What this task involves: Give back the full material, exactly as it reads.

--- Material for this exercise ---

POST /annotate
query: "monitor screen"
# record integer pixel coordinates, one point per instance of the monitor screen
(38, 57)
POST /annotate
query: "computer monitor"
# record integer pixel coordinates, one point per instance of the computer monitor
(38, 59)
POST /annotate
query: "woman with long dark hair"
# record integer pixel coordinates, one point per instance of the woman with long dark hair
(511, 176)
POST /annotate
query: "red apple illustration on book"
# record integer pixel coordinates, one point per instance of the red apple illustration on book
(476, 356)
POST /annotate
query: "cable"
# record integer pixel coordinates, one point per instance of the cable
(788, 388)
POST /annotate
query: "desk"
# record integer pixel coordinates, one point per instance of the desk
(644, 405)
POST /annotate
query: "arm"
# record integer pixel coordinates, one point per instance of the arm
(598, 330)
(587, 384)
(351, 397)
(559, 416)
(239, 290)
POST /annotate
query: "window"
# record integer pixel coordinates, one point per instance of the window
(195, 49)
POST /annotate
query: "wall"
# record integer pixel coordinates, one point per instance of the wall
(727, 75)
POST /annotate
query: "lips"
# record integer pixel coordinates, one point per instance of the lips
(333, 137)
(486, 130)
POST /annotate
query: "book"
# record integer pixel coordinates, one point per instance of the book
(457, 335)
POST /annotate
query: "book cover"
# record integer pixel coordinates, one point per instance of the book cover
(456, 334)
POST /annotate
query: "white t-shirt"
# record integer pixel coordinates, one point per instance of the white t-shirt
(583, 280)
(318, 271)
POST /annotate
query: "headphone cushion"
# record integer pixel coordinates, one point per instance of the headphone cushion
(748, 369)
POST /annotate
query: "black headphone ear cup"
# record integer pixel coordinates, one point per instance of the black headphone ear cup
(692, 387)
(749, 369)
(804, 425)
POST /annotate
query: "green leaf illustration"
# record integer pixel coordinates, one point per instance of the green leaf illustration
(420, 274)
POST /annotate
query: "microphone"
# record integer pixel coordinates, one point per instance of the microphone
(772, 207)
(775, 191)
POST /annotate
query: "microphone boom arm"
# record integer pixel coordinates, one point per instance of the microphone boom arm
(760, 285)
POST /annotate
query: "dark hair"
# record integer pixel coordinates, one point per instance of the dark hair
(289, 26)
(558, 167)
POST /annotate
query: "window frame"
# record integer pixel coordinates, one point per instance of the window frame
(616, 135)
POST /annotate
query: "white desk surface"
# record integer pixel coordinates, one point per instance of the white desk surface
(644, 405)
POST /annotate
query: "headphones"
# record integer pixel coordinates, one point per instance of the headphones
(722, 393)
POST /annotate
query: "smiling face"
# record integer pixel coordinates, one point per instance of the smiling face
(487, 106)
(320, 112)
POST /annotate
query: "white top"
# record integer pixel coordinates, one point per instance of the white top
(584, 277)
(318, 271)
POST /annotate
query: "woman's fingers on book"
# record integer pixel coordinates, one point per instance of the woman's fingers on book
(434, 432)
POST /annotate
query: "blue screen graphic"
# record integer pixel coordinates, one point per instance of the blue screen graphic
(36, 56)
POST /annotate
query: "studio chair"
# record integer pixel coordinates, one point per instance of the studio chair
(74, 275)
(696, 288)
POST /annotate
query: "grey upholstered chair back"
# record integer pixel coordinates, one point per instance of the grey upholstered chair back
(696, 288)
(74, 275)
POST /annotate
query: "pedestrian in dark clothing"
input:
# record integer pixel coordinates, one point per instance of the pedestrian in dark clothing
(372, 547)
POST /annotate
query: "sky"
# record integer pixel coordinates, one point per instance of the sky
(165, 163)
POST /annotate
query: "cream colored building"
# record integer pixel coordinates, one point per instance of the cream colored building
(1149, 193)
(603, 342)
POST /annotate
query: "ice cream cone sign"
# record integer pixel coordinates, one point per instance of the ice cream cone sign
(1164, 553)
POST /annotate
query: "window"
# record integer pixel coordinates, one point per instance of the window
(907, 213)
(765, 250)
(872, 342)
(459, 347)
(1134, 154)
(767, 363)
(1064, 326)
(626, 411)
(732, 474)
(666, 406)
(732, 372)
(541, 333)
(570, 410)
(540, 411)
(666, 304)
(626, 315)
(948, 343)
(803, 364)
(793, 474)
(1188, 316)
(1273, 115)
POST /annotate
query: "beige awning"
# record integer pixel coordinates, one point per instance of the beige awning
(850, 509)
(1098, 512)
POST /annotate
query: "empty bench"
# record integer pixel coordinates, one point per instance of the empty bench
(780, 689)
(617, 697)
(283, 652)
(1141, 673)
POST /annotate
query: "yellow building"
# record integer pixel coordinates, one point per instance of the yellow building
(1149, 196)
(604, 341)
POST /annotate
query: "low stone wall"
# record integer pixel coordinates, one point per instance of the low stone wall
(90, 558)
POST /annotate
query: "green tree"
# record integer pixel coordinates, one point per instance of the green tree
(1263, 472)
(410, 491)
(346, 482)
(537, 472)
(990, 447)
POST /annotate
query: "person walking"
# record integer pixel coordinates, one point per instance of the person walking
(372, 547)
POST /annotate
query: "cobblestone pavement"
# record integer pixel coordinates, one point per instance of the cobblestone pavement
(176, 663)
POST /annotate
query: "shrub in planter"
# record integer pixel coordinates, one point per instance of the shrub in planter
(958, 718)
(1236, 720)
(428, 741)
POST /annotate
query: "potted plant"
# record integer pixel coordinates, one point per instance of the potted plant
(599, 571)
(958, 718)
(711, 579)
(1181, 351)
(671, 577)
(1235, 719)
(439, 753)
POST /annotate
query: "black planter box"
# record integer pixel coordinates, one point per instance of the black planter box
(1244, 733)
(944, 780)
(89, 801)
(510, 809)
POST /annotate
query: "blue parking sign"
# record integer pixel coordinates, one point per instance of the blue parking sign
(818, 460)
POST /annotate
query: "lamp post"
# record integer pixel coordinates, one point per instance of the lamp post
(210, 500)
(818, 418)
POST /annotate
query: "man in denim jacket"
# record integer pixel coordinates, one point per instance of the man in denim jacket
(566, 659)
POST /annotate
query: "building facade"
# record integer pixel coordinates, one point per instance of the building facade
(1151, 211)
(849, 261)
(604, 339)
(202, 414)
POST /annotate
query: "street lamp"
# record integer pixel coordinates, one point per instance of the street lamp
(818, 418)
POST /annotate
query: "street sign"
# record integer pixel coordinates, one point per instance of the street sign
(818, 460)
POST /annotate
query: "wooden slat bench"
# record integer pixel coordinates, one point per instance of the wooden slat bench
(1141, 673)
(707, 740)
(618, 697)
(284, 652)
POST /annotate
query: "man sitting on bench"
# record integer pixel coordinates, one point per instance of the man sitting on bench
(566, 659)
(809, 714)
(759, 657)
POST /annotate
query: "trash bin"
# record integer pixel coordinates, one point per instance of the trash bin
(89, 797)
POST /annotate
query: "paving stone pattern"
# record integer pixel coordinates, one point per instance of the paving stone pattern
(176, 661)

---

Expected output:
POST /annotate
query: "monitor screen"
# record integer pixel coordinates, one point per instance of the monitor screen
(38, 57)
POST /annotate
query: "computer monitor"
# record integer pixel coordinates, one point per instance of the computer monitor
(38, 59)
POST /annotate
query: "woman with long dark hair"
# record integer pixel coordinates, one point per instance of the woman with long dark hair
(511, 176)
POST /annotate
query: "red apple illustration on book"
# record integer pixel coordinates, one point per instance of the red apple illustration on book
(476, 356)
POST /annotate
query: "cable"
# record integer pixel coordinates, one point per instance of the cable
(788, 388)
POST /annotate
query: "desk"
# record integer pixel coordinates, one point per instance of the desk
(644, 405)
POST /annotate
query: "arm"
# record integer pixel coordinates, one point per instance of the arm
(598, 330)
(587, 384)
(351, 397)
(559, 416)
(239, 290)
POST /annotate
query: "window"
# record integer pixel coordinates, one point per instance of the window
(195, 49)
POST /annotate
query: "wall"
# record integer pixel coordinates, one point per instance of the wall
(727, 75)
POST /annotate
query: "lips"
# record integer pixel coordinates, one point per instance of the lips
(333, 137)
(486, 130)
POST /annotate
query: "book"
# record integer pixel coordinates, one point per instance of the book
(457, 335)
POST /annotate
query: "book cover"
# record integer pixel coordinates, one point per instance of the book cover
(456, 334)
POST /annotate
query: "white t-shirt"
# record integer pixel coordinates, one point per instance of the white t-shirt
(583, 280)
(318, 271)
POST /annotate
query: "headphone cushion"
# record integer pixel coordinates, one point per instance of the headphone cushion
(748, 369)
POST /annotate
query: "black headphone ear cup"
# record integer pixel coordinates, one point per instance of the black headphone ear cup
(692, 387)
(749, 369)
(804, 425)
POST /annotate
query: "green leaf illustration"
# record integer pixel coordinates, one point per instance of the green leaf illustration
(420, 274)
POST /annotate
query: "microphone"
# record integer pixel coordinates, one point per instance of the microphone
(772, 207)
(775, 191)
POST /annotate
query: "microphone boom arm"
# record integer pixel coordinates, one point per instance of the microphone boom arm
(760, 285)
POST /annotate
query: "dark hair"
# record integer pixel coordinates, one point per instance of the dark hair
(289, 26)
(558, 167)
POST /annotate
query: "window frame"
# record integer pixel coordinates, one point per instance of the window frame
(616, 135)
POST /annotate
query: "white desk surface"
# record integer pixel coordinates, one point per instance of the white desk surface
(644, 405)
POST /annotate
query: "headphones"
# record integer pixel coordinates, one point per instance of the headphones
(722, 393)
POST /annotate
query: "smiling face"
# record integer pixel coordinates, one point per instance of the smiling face
(487, 106)
(320, 112)
POST /annotate
query: "white top"
# record integer pixel coordinates, one point per instance of the white top
(584, 277)
(318, 271)
POST /annotate
query: "woman's fingers on book"
# record integer pixel coordinates, one point per instance of the woman's fingers on book
(434, 432)
POST /annotate
query: "blue screen graphic"
# record integer pixel coordinates, one point per instance of the blue screen graphic
(36, 56)
POST /annotate
query: "studio chair"
# record integer pixel coordinates, one point per instance of the studio chair
(74, 275)
(696, 288)
POST /annotate
query: "grey upholstered chair back"
# record integer pixel coordinates, one point per instance of the grey upholstered chair back
(696, 288)
(74, 275)
POST /annotate
query: "pedestrian in dark clothing"
input:
# record integer pixel coordinates, one point per instance of the pedestrian in dark clothing
(372, 547)
POST /annotate
query: "sky"
# record integer pixel coordinates, one point per instance of the sky
(165, 163)
POST /annotate
query: "cream colored building"
# record integer pixel coordinates, one point per instance of the cream colored building
(1149, 193)
(603, 342)
POST /annotate
query: "ice cream cone sign"
# record integer pixel coordinates, one point per instance of the ice cream cone sign
(1164, 553)
POST /annotate
query: "window"
# record integer pixel coordinates, one point per instance of the window
(907, 213)
(765, 250)
(872, 342)
(459, 347)
(1134, 154)
(767, 363)
(1064, 326)
(626, 411)
(732, 474)
(666, 406)
(732, 372)
(541, 333)
(570, 410)
(540, 411)
(666, 304)
(626, 315)
(948, 343)
(803, 364)
(793, 474)
(1188, 316)
(1273, 115)
POST /annotate
query: "beige awning"
# record integer pixel coordinates, one point per instance of the beige awning
(850, 509)
(1098, 512)
POST /annotate
query: "empty bench"
# record integer pixel coordinates, one point per instance of the empty bench
(780, 689)
(617, 697)
(283, 652)
(1141, 673)
POST /annotate
query: "yellow building"
# record integer pixel coordinates, one point per instance of the yellow building
(1149, 196)
(604, 341)
POST /annotate
query: "low stone wall"
# record integer pixel coordinates, one point per instance of the low stone wall
(90, 558)
POST /annotate
query: "green tree"
# record integer pixel coordinates, one point per instance of the green tree
(1263, 472)
(410, 491)
(346, 482)
(537, 472)
(990, 447)
POST /annotate
query: "person walking"
# record integer pixel coordinates, one point per instance of the person walking
(372, 547)
POST /annotate
query: "cobblestone pavement"
# record integer pixel coordinates, one point per instance of the cobblestone pavement
(176, 663)
POST /annotate
query: "shrub in planter"
# record integer pixel coordinates, one point per instance of the shrub in planter
(958, 718)
(1236, 720)
(428, 741)
POST /annotate
query: "potted plant"
# record integer pixel coordinates, one point per instance of the potted plant
(599, 571)
(958, 718)
(711, 579)
(1181, 351)
(671, 577)
(1235, 719)
(439, 753)
POST /annotate
query: "black planter box"
# record integer pixel coordinates, one point per instance of the black planter box
(1244, 733)
(944, 780)
(89, 801)
(510, 809)
POST /annotate
query: "blue parking sign"
# record integer pixel coordinates, one point per instance of the blue parking sign
(818, 460)
POST /annotate
query: "lamp post"
# record integer pixel coordinates, one point per instance of the lamp post
(210, 500)
(818, 418)
POST /annotate
query: "man in denim jacket"
# record integer pixel coordinates, one point per instance of the man in denim jacket
(566, 659)
POST /annotate
query: "building facade"
# record integer pixel coordinates, one point per instance of the building facade
(1151, 211)
(849, 261)
(604, 339)
(202, 414)
POST /annotate
query: "street lamp"
# record integer pixel coordinates, one point per instance of the street lamp
(818, 418)
POST /annotate
query: "street sign"
# record integer pixel coordinates, one point per instance of the street sign
(818, 460)
POST /annotate
query: "wooden slat bench"
# record integer pixel coordinates, one point per instance of the wooden slat bench
(1141, 673)
(707, 740)
(618, 697)
(284, 652)
POST /annotate
query: "man sitting on bench"
# record integer pixel coordinates, one point per instance of the man sitting on bench
(566, 659)
(809, 714)
(759, 657)
POST /annotate
query: "trash bin"
# record integer pixel coordinates, one point per instance of the trash bin
(89, 797)
POST /annotate
query: "paving stone pattern"
# record integer pixel coordinates, one point per instance of the paving stone pattern
(176, 661)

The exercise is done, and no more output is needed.